Problem requirements
Count the lines in the entries below that contain the string "records", with case counting, and reply with only that number.

Given data
Begin

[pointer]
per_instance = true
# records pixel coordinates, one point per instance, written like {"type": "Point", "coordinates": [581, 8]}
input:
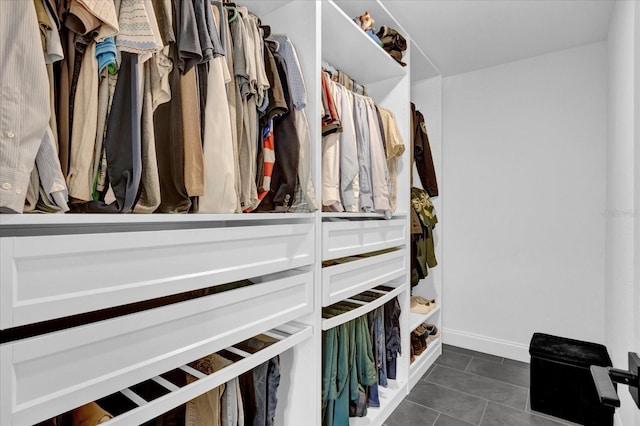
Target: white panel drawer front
{"type": "Point", "coordinates": [345, 280]}
{"type": "Point", "coordinates": [48, 277]}
{"type": "Point", "coordinates": [52, 373]}
{"type": "Point", "coordinates": [340, 239]}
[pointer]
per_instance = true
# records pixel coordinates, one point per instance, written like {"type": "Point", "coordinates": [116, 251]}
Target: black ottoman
{"type": "Point", "coordinates": [561, 383]}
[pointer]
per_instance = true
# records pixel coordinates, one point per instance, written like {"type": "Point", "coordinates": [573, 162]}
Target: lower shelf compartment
{"type": "Point", "coordinates": [62, 370]}
{"type": "Point", "coordinates": [284, 337]}
{"type": "Point", "coordinates": [359, 307]}
{"type": "Point", "coordinates": [390, 398]}
{"type": "Point", "coordinates": [423, 361]}
{"type": "Point", "coordinates": [417, 319]}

End

Problem solution
3